Point localization data |
::::

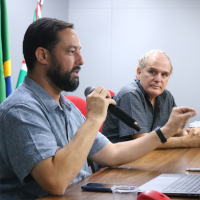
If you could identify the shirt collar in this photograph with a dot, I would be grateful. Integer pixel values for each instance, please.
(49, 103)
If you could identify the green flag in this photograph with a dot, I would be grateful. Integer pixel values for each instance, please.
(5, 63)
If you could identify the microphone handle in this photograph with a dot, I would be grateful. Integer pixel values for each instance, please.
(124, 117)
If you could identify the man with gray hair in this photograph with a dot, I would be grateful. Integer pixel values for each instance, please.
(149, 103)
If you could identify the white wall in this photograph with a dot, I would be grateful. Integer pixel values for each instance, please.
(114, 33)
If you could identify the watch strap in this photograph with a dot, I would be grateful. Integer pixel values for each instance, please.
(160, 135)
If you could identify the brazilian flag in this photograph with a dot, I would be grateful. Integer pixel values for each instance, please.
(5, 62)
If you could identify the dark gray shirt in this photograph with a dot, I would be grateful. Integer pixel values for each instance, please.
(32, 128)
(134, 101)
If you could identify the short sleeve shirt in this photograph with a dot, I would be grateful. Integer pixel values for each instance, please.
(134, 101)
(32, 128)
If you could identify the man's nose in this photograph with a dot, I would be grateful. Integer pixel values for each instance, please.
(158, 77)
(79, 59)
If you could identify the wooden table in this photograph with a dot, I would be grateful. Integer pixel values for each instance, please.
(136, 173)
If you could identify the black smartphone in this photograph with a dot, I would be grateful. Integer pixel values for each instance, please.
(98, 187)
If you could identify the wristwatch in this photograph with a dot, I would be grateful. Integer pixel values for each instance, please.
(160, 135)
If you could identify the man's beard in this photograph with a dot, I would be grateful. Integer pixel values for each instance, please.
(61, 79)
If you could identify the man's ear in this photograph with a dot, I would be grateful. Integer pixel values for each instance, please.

::::

Please transcribe each line above exactly, but leave the images out.

Written answer |
If you could identify the shirt collar in this photograph with a dot, I would be grateful. Integer pixel values for each instance, please.
(49, 103)
If you could identify the green flag in this photograph with a dot, I would be grateful. Integer pixel values for each instance, please.
(5, 63)
If you could identify the microphone handle in this photograph with a dot, I would be grateful. Integer pixel values for each instance, please.
(124, 117)
If you could identify the man with gray hair in this photograph with a dot, I would be grateful. Integer pixel values for each instance, please.
(149, 103)
If you could identify the white wall in this photograph with a dot, I would be grateful. Integer pixel values for each instance, please.
(114, 33)
If you could identify the watch strap in this photograph with a dot, I would be grateful. Integer pixel values for each instance, please.
(160, 135)
If you could identify the brazilian flag in this photograph with a dot, I would be grateful. Integer pixel values for each instance, please.
(5, 62)
If you could identify the dark gray shirt in this photograph with a dot, I would be grateful. Integer pixel values for each instance, please.
(32, 128)
(134, 101)
If you could identify the short sleeve shirt in this photograph with a dot, I would be grateful. Integer pixel values for each instance, please.
(134, 101)
(32, 128)
If you could identify the man's nose in this photograph with a dot, I would be grateful. Integer pixel values for each instance, please.
(158, 77)
(79, 59)
If you could identify the wooden table in this photograph with a dot, I would be grateful. Integer pixel values for each instance, please.
(136, 173)
If you could identify the black smartphone in this photograph with a dot, I would be grateful. Integer pixel values for each instance, please.
(98, 187)
If you could identify the wristwatch in this photograph with a dot, I would be grateful. Integer pixel values for each instance, please.
(160, 135)
If you could identify the man's beard in this photograph with a dot, I would be grateful. Integer pixel values for each instance, please.
(61, 79)
If you could identify the man's ear in this photograph with a dot, I would be grateful. Integer pixel values for each instance, please.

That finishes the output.